Stored dataset items
>>>

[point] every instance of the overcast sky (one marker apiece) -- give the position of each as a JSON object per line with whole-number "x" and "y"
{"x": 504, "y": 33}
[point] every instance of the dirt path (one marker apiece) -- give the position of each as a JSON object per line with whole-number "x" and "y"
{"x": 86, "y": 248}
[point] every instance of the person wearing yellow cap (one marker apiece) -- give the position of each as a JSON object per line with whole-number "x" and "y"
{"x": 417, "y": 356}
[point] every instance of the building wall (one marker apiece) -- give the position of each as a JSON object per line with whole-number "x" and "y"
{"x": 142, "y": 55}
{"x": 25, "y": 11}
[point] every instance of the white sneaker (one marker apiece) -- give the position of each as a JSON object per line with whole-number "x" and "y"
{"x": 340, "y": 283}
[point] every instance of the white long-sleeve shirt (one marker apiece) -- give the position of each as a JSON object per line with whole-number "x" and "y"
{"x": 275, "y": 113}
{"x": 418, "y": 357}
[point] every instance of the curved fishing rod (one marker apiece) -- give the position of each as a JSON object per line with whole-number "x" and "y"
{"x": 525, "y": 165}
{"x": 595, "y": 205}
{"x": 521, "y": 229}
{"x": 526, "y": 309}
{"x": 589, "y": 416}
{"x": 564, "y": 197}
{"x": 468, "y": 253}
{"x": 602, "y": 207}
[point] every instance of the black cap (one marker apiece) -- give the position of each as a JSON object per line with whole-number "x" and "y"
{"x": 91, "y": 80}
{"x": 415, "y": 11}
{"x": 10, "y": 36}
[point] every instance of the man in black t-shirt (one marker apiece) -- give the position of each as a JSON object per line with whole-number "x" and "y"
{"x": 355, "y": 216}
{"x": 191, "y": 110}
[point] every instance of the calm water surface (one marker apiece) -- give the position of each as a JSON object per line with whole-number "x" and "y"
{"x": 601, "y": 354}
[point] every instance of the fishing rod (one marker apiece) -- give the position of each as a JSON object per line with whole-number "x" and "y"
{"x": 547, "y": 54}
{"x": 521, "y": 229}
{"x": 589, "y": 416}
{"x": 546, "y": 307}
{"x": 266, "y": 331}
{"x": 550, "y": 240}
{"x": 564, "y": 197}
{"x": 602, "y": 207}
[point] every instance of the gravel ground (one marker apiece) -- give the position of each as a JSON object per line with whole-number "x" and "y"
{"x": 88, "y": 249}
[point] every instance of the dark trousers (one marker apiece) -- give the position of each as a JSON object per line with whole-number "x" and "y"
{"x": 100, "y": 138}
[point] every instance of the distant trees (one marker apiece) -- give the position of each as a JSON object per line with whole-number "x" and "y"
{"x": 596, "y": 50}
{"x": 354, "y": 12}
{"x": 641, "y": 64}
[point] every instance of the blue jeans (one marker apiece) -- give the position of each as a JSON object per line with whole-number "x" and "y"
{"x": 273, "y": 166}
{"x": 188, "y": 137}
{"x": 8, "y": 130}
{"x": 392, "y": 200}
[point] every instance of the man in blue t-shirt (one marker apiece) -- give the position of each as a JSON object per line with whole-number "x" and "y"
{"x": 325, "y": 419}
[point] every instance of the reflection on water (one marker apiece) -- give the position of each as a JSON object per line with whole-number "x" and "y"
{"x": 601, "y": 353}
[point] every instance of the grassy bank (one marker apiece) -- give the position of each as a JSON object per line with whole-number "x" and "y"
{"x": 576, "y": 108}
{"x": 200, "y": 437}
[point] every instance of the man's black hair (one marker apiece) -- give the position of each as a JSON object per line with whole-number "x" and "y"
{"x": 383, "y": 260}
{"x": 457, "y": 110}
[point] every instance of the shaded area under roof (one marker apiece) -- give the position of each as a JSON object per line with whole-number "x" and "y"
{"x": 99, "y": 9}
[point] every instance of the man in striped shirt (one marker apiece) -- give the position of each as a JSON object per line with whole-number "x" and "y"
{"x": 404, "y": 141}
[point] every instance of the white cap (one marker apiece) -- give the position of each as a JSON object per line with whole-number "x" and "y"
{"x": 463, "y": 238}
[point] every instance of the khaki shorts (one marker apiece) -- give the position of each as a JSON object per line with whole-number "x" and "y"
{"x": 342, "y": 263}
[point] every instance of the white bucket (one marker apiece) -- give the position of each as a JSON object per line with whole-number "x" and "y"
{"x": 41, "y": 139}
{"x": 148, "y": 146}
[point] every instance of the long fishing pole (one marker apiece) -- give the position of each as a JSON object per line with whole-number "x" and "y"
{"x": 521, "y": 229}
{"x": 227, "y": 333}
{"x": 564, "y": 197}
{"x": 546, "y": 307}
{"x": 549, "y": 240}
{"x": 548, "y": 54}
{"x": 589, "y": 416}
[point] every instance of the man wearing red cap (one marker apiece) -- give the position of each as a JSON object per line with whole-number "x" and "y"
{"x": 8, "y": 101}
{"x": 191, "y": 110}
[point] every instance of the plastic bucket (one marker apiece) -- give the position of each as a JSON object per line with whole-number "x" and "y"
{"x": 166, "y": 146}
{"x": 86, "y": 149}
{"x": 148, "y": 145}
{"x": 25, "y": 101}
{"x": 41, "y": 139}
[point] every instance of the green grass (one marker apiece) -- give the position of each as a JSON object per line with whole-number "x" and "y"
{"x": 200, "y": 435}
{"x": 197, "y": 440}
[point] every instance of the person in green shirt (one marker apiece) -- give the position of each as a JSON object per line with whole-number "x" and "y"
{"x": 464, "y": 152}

<<<

Render the lines of the data above as a Markdown table, from the line containing "[point] every instance of the plastic" through the end of the data. Use the columns Row and Data line, and leave out any blank lines.

| Row | Data line |
|---|---|
| 1 | [point] every instance of the plastic bucket (one marker apiece) -- give the position of each as a JSON object per line with whole-number "x" and "y" |
| 2 | {"x": 166, "y": 146} |
| 3 | {"x": 86, "y": 149} |
| 4 | {"x": 148, "y": 145} |
| 5 | {"x": 25, "y": 101} |
| 6 | {"x": 41, "y": 139} |
| 7 | [point] every instance of the green grass (one marker apiece) -- give the position of each as a JSON object per line with whole-number "x" and "y" |
| 8 | {"x": 200, "y": 435} |
| 9 | {"x": 197, "y": 440} |
| 10 | [point] every instance of the person in green shirt (one marker apiece) -- give the position of each as a JSON object per line with whole-number "x" and "y" |
| 11 | {"x": 464, "y": 152} |